▶ _The data_
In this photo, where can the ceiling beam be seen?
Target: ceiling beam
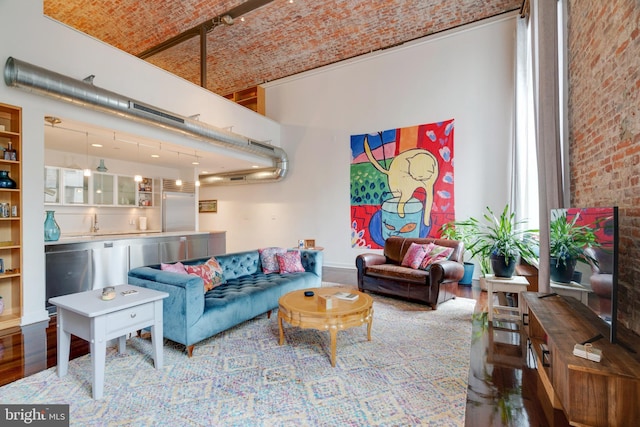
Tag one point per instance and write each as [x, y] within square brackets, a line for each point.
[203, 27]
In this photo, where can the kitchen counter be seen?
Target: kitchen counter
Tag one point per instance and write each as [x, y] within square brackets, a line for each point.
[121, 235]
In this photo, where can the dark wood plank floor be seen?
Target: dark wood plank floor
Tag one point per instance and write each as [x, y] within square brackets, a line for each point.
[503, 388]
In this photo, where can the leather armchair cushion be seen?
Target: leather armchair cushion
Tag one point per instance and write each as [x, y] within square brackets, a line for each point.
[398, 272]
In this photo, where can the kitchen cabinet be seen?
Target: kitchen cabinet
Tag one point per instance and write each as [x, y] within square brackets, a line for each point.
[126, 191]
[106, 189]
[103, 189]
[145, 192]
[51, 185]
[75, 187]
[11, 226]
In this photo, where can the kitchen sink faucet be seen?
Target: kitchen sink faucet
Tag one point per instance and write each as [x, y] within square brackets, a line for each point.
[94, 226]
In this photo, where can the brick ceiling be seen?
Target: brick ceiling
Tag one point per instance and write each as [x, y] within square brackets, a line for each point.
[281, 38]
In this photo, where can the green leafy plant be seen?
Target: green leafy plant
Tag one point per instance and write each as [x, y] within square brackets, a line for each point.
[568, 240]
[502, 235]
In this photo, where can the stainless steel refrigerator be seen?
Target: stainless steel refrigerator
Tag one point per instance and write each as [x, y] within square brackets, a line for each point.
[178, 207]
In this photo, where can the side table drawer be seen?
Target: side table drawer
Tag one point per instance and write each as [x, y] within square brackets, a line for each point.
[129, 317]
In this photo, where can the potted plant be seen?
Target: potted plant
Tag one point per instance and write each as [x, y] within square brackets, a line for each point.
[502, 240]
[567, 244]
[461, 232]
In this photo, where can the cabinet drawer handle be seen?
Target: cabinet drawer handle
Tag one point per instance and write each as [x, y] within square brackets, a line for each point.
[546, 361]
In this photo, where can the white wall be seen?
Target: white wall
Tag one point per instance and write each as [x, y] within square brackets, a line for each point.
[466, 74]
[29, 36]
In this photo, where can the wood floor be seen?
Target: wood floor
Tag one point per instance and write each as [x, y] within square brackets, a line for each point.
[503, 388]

==

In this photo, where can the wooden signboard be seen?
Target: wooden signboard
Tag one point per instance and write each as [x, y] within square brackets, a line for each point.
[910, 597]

▶ _Problem description_
Extract each line of the listing above that contains the string "steel". Matching is case-sensitive.

▶ _The completed task_
In this photo, where can the stainless steel refrigerator be seen?
Target: stainless steel refrigerator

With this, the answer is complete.